== Supplied text
While not substantially new, the strategy is, however, a sensible repackaging of the previously separate data and digital government strategies. It synthesises and articulates the critical elements that need to be in place to deliver against the vision.

The accompanying implementation plan (yet to be developed) will be where the size of the gap between aspirations and the ability to make them a reality will become apparent.

It will require strong political will to tackle the long-standing and systemic problems within the APS – the problems which result in symptoms, referenced in the strategy, such as “lingering outdated technology” and “competing priorities”.

Other symptoms include the acknowledged skills shortages in data, ICT and digital solutions, and the lack of innovation in the APS (although this is only hinted at).

These symptoms are not, at their core, technology or data issues. Rather, they are cultural issues.

Speak to almost any senior data leader — across the public and private sectors — about the challenges they face in assisting organisations to become data-driven, and they will speak about issues stemming from sub-optimal organisational cultures.

Dr Lesley Seebeck’s comments on digital transformation are descriptive of the culture in and around the APS: “The federal government seems stalled, with frustration evident amongst ministers, a well-fed and buoyant consulting industry and a weary resentment within a starved public service.”

So, what needs to be done in the implementation phase to steer this troubled digital ship in the right direction? It is a complex topic, and reductionist, simplistic solutions are not going to be effective.

Australians are, anecdotally, a risk-averse bunch. Certainly, Australian organisations have been slower to adopt AI technology than other countries in developed markets, as Stela Solar, the director of the National AI Centre, points out.

The APS takes conservatism and risk aversion to another level, and there are layers of structure and incentives that continually reinforce this conservatism. Asking the APS to foster a culture of innovation and experimentation, and to be flexible and responsive, as the strategy does, is like asking a wombat to be a fast swimmer. It’s just not built that way.

Shifting the culture of the APS requires strong leadership. A culture of safety needs to be developed, where failures are accepted as a part of learning, and risks can be taken in the knowledge that the appropriate risk management boundaries and fail-safes are in place.

Culture also needs to be responsive to the size and the context of each agency — the smaller agencies already tend to be more flexible and quicker to course correct.

The APS needs a data-literate SES cohort, who understand the risks, threats and opportunities that data combined with technologies such as AI bring. Initiatives such as SES training courses need continued investment to equip the top ranks of the public service for the challenges they will face in delivering on the strategy.

Addressing the “weary resentment” of our workers in “a starved public service” will take a strong political will to address long-standing resourcing issues. Prioritisation of initiatives will be key and a rationalisation of existing projects.
====
### What to work on
a – In the commentary on the APS data and digital strategy, who is named as the director of the National AI Centre?
b – Summarize the commentary on the APS data and digital strategy in two sentences.
c – From the commentary on the APS data and digital strategy, extract the passage starting with "These symptoms are" and going on through "sub-optimal organisational cultures.".
The records come from a separate source.
== Provided material
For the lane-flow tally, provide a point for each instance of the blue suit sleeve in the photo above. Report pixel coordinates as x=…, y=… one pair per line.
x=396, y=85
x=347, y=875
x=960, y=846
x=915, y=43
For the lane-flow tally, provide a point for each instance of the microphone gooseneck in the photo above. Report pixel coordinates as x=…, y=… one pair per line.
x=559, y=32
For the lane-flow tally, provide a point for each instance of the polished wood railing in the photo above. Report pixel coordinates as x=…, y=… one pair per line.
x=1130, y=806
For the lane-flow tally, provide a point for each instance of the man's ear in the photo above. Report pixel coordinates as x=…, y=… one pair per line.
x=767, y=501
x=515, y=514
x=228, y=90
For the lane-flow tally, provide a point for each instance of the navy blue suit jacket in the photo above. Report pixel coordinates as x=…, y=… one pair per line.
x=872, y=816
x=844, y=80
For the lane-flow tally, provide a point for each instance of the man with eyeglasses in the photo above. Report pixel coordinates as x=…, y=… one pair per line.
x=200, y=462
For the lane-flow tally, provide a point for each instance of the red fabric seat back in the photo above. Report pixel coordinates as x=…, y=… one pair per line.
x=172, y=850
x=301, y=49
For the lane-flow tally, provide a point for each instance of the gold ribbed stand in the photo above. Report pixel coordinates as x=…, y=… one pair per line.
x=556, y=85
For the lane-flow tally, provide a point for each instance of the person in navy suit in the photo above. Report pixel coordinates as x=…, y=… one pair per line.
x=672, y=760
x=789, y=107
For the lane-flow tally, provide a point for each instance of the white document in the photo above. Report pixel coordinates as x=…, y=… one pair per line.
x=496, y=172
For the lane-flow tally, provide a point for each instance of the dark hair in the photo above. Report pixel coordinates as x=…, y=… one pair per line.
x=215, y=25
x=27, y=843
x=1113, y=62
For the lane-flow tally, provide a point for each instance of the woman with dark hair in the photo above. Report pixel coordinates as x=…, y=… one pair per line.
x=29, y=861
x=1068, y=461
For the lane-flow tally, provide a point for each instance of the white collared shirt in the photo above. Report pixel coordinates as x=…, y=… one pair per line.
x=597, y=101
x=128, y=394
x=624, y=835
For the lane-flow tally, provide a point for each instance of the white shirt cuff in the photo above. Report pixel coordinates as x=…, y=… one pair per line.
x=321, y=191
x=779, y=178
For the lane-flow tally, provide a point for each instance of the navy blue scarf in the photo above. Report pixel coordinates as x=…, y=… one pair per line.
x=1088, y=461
====
== Provided material
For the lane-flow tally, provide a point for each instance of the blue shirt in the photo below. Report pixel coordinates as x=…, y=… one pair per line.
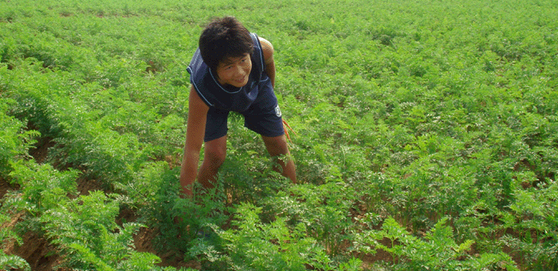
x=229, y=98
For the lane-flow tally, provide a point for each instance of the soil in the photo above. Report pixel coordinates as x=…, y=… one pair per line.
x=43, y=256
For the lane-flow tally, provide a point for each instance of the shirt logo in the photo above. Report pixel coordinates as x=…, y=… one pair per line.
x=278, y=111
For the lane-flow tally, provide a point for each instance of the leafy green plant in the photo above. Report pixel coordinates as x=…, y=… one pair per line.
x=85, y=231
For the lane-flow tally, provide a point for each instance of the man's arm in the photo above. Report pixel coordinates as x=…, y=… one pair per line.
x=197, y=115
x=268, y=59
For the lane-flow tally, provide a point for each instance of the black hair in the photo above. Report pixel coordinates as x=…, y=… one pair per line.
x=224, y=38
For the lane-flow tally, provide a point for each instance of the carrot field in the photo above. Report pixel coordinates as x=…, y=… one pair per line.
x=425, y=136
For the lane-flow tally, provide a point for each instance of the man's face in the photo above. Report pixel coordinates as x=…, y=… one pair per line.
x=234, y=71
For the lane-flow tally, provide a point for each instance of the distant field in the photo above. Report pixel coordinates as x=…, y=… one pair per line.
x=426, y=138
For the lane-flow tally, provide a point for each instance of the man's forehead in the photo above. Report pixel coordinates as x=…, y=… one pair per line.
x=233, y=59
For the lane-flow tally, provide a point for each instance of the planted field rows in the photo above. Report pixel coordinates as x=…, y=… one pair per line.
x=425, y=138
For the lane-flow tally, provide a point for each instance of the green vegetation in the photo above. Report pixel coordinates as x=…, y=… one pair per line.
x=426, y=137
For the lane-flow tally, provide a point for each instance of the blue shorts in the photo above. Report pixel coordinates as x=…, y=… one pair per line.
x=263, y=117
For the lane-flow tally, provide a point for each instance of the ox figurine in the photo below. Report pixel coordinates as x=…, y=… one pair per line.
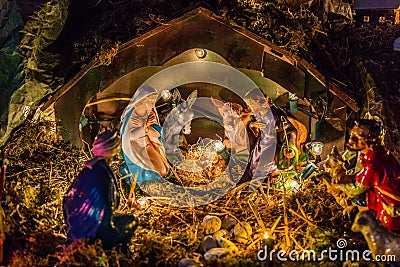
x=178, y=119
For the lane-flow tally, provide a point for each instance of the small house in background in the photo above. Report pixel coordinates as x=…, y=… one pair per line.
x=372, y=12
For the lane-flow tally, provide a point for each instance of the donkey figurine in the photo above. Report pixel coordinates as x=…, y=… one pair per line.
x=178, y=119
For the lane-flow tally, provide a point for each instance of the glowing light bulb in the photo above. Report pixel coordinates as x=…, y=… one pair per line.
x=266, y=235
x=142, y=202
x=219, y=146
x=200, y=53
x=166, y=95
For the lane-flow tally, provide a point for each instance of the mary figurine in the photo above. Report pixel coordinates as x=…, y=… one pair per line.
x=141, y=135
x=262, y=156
====
### Solutions below
a – Stela Solar.

b – The strategy is described as a sensible repackaging of the previously separate data and digital government strategies, but the APS's problems, such as outdated technology, competing priorities and skills shortages, are said to be cultural rather than technological. Shifting that culture will require strong leadership, a culture of safety where failure is accepted as part of learning, a data-literate SES cohort, and political will to address long-standing resourcing issues.

c –
These symptoms are not, at their core, technology or data issues. Rather, they are cultural issues.

Speak to almost any senior data leader — across the public and private sectors — about the challenges they face in assisting organisations to become data-driven, and they will speak about issues stemming from sub-optimal organisational cultures.